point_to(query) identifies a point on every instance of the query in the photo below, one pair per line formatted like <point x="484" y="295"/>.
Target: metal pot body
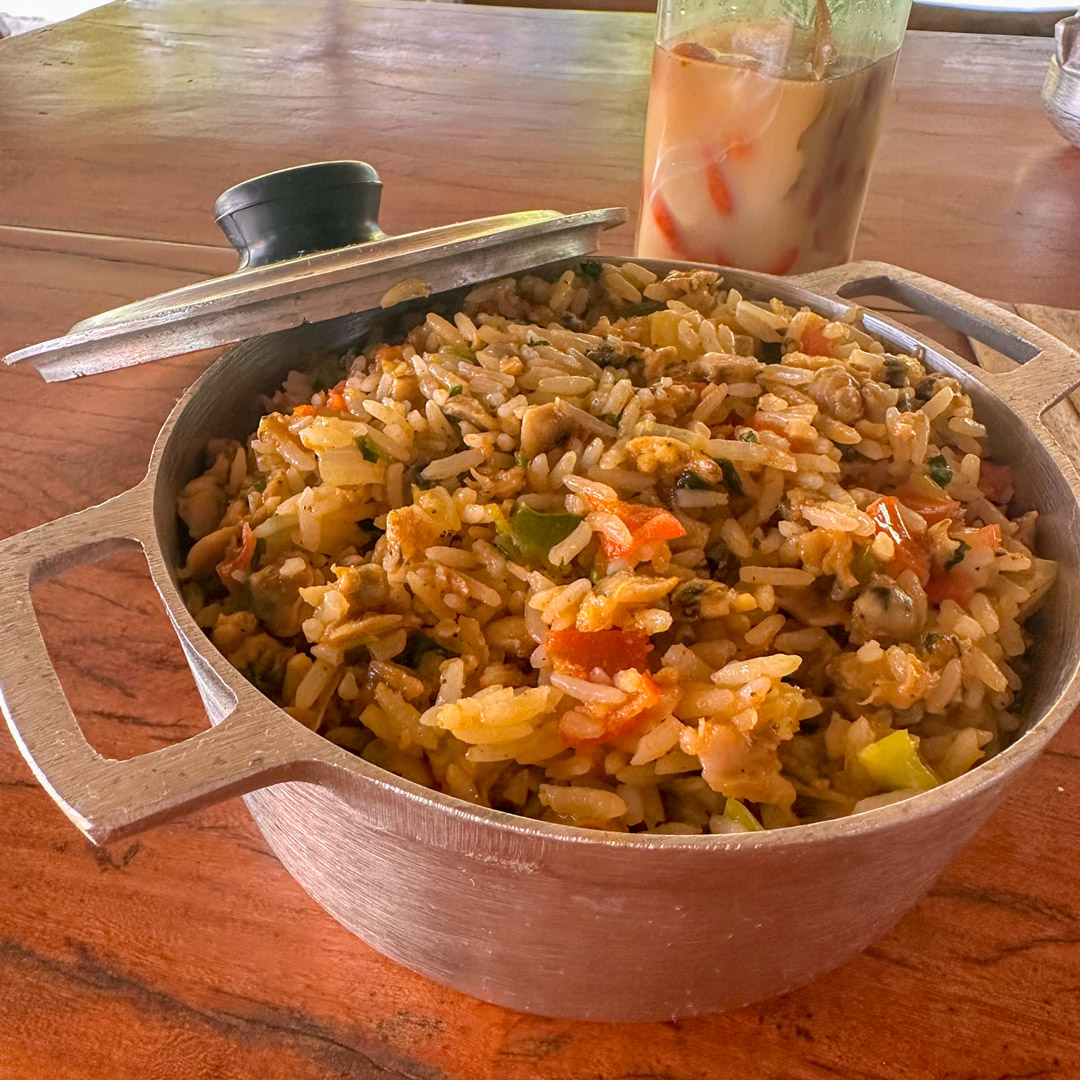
<point x="535" y="916"/>
<point x="603" y="931"/>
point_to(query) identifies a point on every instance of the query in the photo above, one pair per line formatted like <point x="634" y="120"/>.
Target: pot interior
<point x="226" y="402"/>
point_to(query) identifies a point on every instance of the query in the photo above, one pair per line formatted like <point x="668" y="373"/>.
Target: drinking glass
<point x="764" y="117"/>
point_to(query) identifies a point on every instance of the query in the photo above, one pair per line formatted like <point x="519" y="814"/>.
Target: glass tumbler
<point x="764" y="117"/>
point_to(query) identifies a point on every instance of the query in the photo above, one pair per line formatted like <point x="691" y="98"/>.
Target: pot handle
<point x="1049" y="369"/>
<point x="108" y="798"/>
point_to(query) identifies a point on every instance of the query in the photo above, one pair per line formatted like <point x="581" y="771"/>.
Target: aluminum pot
<point x="536" y="916"/>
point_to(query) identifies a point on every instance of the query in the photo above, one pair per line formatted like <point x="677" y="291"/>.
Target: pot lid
<point x="311" y="248"/>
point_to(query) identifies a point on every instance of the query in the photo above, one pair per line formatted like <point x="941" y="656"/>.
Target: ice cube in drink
<point x="753" y="160"/>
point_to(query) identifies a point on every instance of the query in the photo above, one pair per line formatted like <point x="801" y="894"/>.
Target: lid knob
<point x="300" y="211"/>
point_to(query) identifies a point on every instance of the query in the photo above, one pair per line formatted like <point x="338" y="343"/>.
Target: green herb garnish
<point x="366" y="446"/>
<point x="420" y="646"/>
<point x="690" y="481"/>
<point x="957" y="556"/>
<point x="536" y="534"/>
<point x="731" y="480"/>
<point x="266" y="677"/>
<point x="647" y="307"/>
<point x="939" y="470"/>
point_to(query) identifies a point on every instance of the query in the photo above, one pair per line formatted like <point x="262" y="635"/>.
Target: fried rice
<point x="626" y="553"/>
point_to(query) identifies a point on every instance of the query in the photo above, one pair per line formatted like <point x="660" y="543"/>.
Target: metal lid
<point x="311" y="248"/>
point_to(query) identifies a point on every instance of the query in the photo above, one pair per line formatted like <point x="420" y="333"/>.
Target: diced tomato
<point x="996" y="482"/>
<point x="718" y="189"/>
<point x="242" y="561"/>
<point x="933" y="508"/>
<point x="646" y="524"/>
<point x="909" y="552"/>
<point x="626" y="719"/>
<point x="798" y="444"/>
<point x="786" y="260"/>
<point x="611" y="650"/>
<point x="955" y="584"/>
<point x="814" y="342"/>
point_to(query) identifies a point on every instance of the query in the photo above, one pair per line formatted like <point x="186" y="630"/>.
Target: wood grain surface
<point x="189" y="953"/>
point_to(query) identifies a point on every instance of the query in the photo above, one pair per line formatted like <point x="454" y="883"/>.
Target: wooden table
<point x="190" y="953"/>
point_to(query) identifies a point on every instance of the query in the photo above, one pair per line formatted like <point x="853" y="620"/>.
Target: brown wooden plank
<point x="473" y="110"/>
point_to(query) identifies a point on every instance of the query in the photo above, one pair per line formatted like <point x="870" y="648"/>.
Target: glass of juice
<point x="764" y="117"/>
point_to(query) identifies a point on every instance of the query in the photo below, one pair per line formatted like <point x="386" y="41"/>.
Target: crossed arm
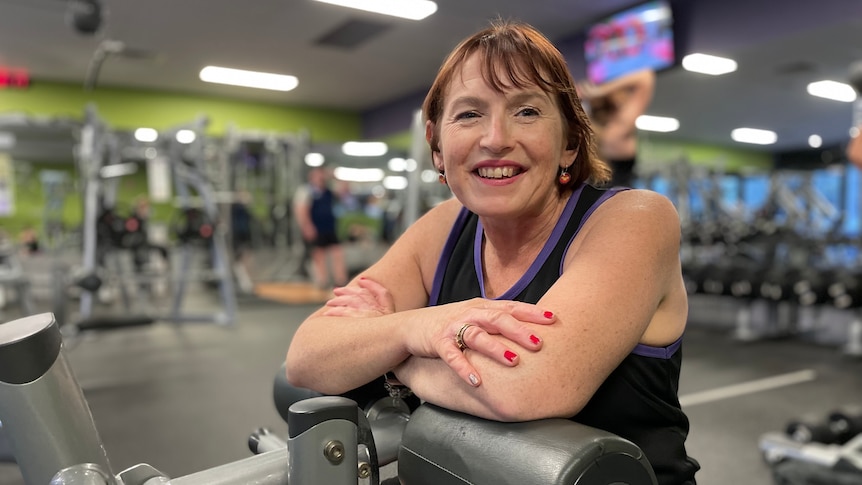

******************************

WHAT TO WORK ON: Filter the material above down to the lines that contain the string "metal", and copy each of those lines unchanged in its original order.

SOLVED EXERCISE:
Target: metal pot body
Target: metal lid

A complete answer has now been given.